Set problem =
Retype all of the material below with every line unchanged.

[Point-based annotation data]

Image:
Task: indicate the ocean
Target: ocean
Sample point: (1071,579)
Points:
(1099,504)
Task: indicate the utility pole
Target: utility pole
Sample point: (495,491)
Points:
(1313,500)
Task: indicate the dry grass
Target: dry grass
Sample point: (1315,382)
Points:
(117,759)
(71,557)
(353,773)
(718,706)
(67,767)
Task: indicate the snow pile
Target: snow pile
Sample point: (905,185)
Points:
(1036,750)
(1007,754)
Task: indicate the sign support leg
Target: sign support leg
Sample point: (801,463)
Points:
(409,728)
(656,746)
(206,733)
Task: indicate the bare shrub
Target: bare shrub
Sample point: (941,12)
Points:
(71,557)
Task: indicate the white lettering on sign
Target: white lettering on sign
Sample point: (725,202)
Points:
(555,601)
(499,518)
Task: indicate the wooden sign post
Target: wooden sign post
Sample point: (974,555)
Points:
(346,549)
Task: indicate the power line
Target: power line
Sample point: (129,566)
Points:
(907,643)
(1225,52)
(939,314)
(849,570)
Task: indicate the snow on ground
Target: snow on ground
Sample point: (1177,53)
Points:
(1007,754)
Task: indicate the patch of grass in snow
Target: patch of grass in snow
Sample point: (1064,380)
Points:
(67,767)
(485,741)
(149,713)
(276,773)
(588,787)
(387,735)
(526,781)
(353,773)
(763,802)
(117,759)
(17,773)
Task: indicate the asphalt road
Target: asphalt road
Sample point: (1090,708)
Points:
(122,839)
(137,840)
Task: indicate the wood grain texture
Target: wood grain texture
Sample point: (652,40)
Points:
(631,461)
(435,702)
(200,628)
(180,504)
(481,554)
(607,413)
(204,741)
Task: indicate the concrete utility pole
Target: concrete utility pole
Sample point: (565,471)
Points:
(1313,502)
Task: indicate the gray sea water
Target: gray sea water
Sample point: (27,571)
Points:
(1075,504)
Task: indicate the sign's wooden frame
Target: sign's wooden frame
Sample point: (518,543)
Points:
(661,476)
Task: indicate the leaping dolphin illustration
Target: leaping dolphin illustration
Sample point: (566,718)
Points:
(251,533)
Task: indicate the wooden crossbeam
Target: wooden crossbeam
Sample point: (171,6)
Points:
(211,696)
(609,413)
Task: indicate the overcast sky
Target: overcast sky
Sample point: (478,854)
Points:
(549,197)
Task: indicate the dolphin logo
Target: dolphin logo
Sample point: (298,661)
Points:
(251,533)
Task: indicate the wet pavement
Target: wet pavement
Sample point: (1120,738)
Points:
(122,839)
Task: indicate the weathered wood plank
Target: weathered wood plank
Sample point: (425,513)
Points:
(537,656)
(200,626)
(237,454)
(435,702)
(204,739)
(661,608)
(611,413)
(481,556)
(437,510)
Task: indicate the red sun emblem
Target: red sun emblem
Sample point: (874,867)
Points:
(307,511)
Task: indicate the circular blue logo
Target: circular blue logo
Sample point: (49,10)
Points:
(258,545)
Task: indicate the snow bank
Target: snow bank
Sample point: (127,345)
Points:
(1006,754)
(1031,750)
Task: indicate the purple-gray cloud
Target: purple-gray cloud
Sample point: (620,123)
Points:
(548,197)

Complete output =
Image:
Task: indicate the ocean
Target: ocean
Sample point: (1071,579)
Points:
(1099,504)
Task: indicate the utility pole
Target: utility pole
Sample point: (495,491)
Points:
(1313,500)
Task: indicate the dry grass
Target: dry grass
Sample point: (1315,382)
Points:
(117,759)
(71,557)
(353,773)
(718,706)
(67,767)
Task: indicate the snow pile
Target: snow pile
Sample point: (905,185)
Points:
(1036,750)
(1007,754)
Task: indicate the sign support leg
Target: sign support leg
Sample point: (801,463)
Points:
(409,728)
(656,746)
(206,733)
Task: indicate the bare shrub
Target: bare shrub
Sample point: (941,12)
Points:
(71,557)
Task: indicate the white lettering on sign
Target: white lettering on sign
Sample point: (725,202)
Points:
(555,601)
(499,518)
Task: indicate the wooden sign post
Target: wooden sign post
Sample point: (974,555)
Points:
(346,549)
Task: indicate the power line
Target: power line
Sample point: (129,566)
Points:
(907,643)
(1225,52)
(939,314)
(849,570)
Task: indicate the snow on ground
Target: snow on ground
Sample point: (1177,53)
Points:
(1007,754)
Task: indicate the patch of grass in snow
Target: patch of grass in snow
Sample point: (1064,380)
Points:
(67,767)
(485,741)
(149,713)
(276,773)
(588,787)
(387,735)
(526,781)
(353,773)
(763,802)
(117,759)
(17,773)
Task: indicate the asphalt road
Target: asphalt road
Sample point: (1090,708)
Points:
(122,839)
(137,840)
Task: indicate the wood grain texture
Target: wood grain texture
Sample point: (652,40)
Points:
(631,461)
(435,702)
(200,628)
(180,504)
(481,554)
(607,413)
(204,741)
Task: indicate the concrete utility pole
Target: concrete utility pole
Sample point: (565,471)
Points:
(1313,502)
Task: indicate the gray sea water
Target: gray sea water
Sample point: (27,571)
Points:
(1075,504)
Task: indicate the sign's wooden frame
Target: sign's wooden frame
Sample point: (518,543)
Points:
(661,476)
Task: indicate the leaping dolphin illustration
Target: leaping dolphin illustration
Sample point: (566,718)
Points:
(251,533)
Task: indicate the wooden crossbeam
Target: wooden crossbeam
Sample point: (171,6)
Points:
(211,696)
(609,413)
Task: indicate the overcast sky
Target: overcast sky
Sample point: (478,854)
Points:
(549,197)
Task: indicate the dolphin logo
Target: dolphin logo
Sample point: (298,661)
Points:
(251,533)
Task: indicate the wet pavement
Target: wet pavement
Sample point: (1120,738)
Points:
(122,839)
Task: indicate the weathered wood plank
Target: weathered wood plank
Sample point: (425,513)
Points:
(537,656)
(200,626)
(237,454)
(435,702)
(204,739)
(661,608)
(611,413)
(481,556)
(437,510)
Task: indicate the red sun emblem
Target: red sun emblem
Sample point: (874,867)
Points:
(307,511)
Task: indicate the circular blue logo
Target: circular blue logo
Sample point: (49,10)
Points:
(258,545)
Task: indicate the snow bank
Target: snow bank
Sample point: (127,345)
Points:
(1006,754)
(1031,750)
Task: indicate the purple-gray cloud
Target: purple-gray cloud
Sample point: (620,123)
Points:
(548,197)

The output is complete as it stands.